■ Excerpted text:

################

Parents of special needs children in India tend not to talk about them in public. They avoid taking them to parks and restaurants, fearing stares. They keep their daily battles and emotional agonies private.
But one of India's most well-known public figures, Arun Shourie, has never wanted to keep his son Aditya, born with cerebral palsy, hidden. Aditya is 35. He cannot walk or stand. He can only see from the left side of his eyes. He cannot use his right arm or hand. Speech is syllable by halting syllable. Yet Shourie and his wife Anita have travelled all over India with Aditya and take him to restaurants all the time in New Delhi, where they live, because eating out is one of Aditya's great loves.
'Thirty years ago, people averted their eyes. Now he is welcomed in restaurants. Such children have become more visible in recent years,' says Shourie in the study of his West End home in New Delhi.
Shourie has never shied from speaking about his son. But in his intimate and moving account of looking after his son, Does He Know a Mother's Heart? (published by Harper Collins), he reveals a side to himself that not many Indians are familiar with - a tender, devoted, and infinitely gentle father who has thought deeply about his son's suffering.

################

■ Data segment:
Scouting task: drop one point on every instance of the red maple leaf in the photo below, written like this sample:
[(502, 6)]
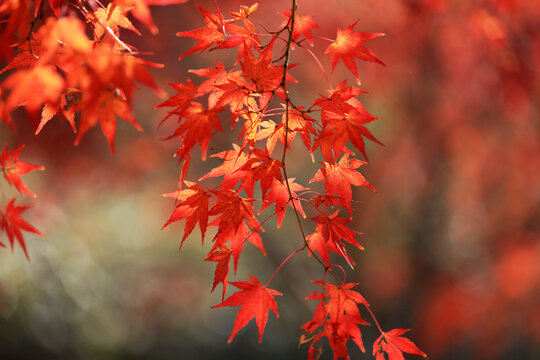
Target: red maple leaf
[(232, 210), (338, 128), (264, 75), (223, 258), (193, 207), (212, 34), (233, 161), (348, 45), (339, 177), (260, 167), (12, 169), (12, 223), (337, 318), (279, 196), (197, 126), (181, 101), (256, 301), (331, 229), (395, 345), (105, 111), (302, 25)]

################

■ Exercise aim:
Reproduce the passage from the text about Arun Shourie and his son Aditya, from "Shourie has never" up to and including "his son's suffering.".

■ Response to the task:
Shourie has never shied from speaking about his son. But in his intimate and moving account of looking after his son, Does He Know a Mother's Heart? (published by Harper Collins), he reveals a side to himself that not many Indians are familiar with - a tender, devoted, and infinitely gentle father who has thought deeply about his son's suffering.